= Reading passage =
%%

How to solve DE: $x^{3}y''' + 6x^{2}y'' + 4xy' - 4y = 1 - x - 2x^{2}$

Question

Find particular solution for:

$x^{3}y''' + 6x^{2}y'' + 4xy' - 4y = 1 - x - 2x^{2}$

$\forall x > 0$

I believe that this problem can be solved by means of the method of undetermined coefficients. Something like this:

$x^3y_1''' + 6x^2y_1'' + 4y_1' -4y_1 = 1 - x \rightarrow y_1 = C_1 - C_2x$

$x^3y_2''' + 6x^2y_2'' + 4y_2' -4y_2 = -2x^2 \rightarrow y_2 = - \frac{2}{3}C_3x^3$

Unfortunately, I don't really know all of the steps. Can someone provide further explanation on this method of solving differential equations?

Answer 1

Its been a while. I believe this is called an Euler equation.

Try assuming a homogeneous solution of the form $y=x^n$ and work from there. You should end up having to solve a cubic equation for $n$ that will provide you with three homogeneous solutions. Some linear combination will be in your final answer.

$x^3 y''' + 6x^2 y'' + 4xy' - 4y = 0$

$x^3 (x^n)''' + 6x^2 (x^n)'' + 4x(x^n)' - 4(x^n) = 0$

$x^3 n(n-1)(n-2)x^{n-3} + 6x^2 n(n-1)x^{n-2} + 4xnx^{n-1} - 4x^n = 0$

$n(n-1)(n-2)x^{n} + 6n(n-1)x^{n} + 4nx^{n} - 4x^n = 0$

$n(n-1)(n-2) + 6n(n-1) + 4n - 4 = 0$

$n^3 + 3n^2 - 4 = 0$

$(n-1)(n+2)^2 = 0$

This implies that your homogeneous solutions are $y = x^1$, $y=x^{-2}$ and, because a double root, the third solution is of the form $y=\ln(x)x^{-2}$.

Your homogeneous solution is therefore $y(x)=Ax + Bx^{-2}+ C\ln(x)x^{-2}$.

Now you can do your magic for the particular solutions.

Then evaluate the constants with the IVP, if you have one.

Answer 2

After change $x=e^t$ we get equation with constant coefficients: $$\frac{{{d}^{3}}}{d {{t}^{3}}} y+3 \left( \frac{{{d}^{2}}}{d {{t}^{2}}} y\right) -4 y=1-e^t-2e^{2t}$$ Solution this equation is $$y=c_1e^t+c_2e^{-2t}+c_3te^{-2t}-\frac14-\frac{te^t}{9}-\frac{e^{2t}}{8}$$ After inverse change $t=\ln x$ we have final answer $$y=c_1x+c_2x^{-2}+c_3x^{-2}\ln x-\frac14-\frac{x\ln x}{9}-\frac{x^2}{8}$$

%%

[Collected data entries]
%%

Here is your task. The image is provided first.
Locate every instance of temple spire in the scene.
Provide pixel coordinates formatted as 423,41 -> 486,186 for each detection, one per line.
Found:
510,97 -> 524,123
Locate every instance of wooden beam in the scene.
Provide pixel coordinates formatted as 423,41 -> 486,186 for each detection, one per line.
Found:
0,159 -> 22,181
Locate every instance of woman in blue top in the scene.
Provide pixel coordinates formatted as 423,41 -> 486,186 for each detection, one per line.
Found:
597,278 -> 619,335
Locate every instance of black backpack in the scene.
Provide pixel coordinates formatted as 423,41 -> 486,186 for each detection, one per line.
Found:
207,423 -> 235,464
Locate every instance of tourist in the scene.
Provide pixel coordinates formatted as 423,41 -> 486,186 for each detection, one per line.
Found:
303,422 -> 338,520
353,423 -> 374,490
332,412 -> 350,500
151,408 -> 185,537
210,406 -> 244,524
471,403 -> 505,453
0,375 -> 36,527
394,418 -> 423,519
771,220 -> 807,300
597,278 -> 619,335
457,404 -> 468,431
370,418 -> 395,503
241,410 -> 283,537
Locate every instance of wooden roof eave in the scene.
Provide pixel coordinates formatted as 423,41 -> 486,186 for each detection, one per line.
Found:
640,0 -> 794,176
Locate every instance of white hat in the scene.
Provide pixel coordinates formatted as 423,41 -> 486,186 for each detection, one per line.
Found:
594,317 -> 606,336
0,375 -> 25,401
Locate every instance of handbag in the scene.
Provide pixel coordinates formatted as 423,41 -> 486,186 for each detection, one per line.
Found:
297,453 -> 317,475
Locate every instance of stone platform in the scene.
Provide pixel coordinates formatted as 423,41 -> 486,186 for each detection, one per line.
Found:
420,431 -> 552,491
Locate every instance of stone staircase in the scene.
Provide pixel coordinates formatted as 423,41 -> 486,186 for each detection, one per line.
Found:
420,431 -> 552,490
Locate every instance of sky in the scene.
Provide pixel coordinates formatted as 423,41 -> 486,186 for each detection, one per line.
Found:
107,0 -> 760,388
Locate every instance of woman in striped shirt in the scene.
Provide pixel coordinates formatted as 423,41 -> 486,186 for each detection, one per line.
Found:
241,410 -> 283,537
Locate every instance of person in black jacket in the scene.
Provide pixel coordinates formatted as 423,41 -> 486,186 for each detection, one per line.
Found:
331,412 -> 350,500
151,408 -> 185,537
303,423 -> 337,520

%%

= What to work on =
• A. Condense the paragraph of the forum thread that begins "Try assuming a homogeneous solution" into a short bulleted list that keeps its main facts.
• B. Transcribe the listing from the line with "Locate every instance of woman in striped" up to and including its last line, copying every line exactly.
The forum thread and the listing are not related to each other.

= Exercise solutions =
• A.
- Assume a homogeneous solution of the form y = x^n.
- This leads to a cubic equation in n.
- Solving that cubic gives three homogeneous solutions.
- Some linear combination of them will be in the final answer.

• B.
Locate every instance of woman in striped shirt in the scene.
Provide pixel coordinates formatted as 423,41 -> 486,186 for each detection, one per line.
Found:
241,410 -> 283,537
Locate every instance of person in black jacket in the scene.
Provide pixel coordinates formatted as 423,41 -> 486,186 for each detection, one per line.
Found:
331,412 -> 350,500
151,408 -> 185,537
303,423 -> 337,520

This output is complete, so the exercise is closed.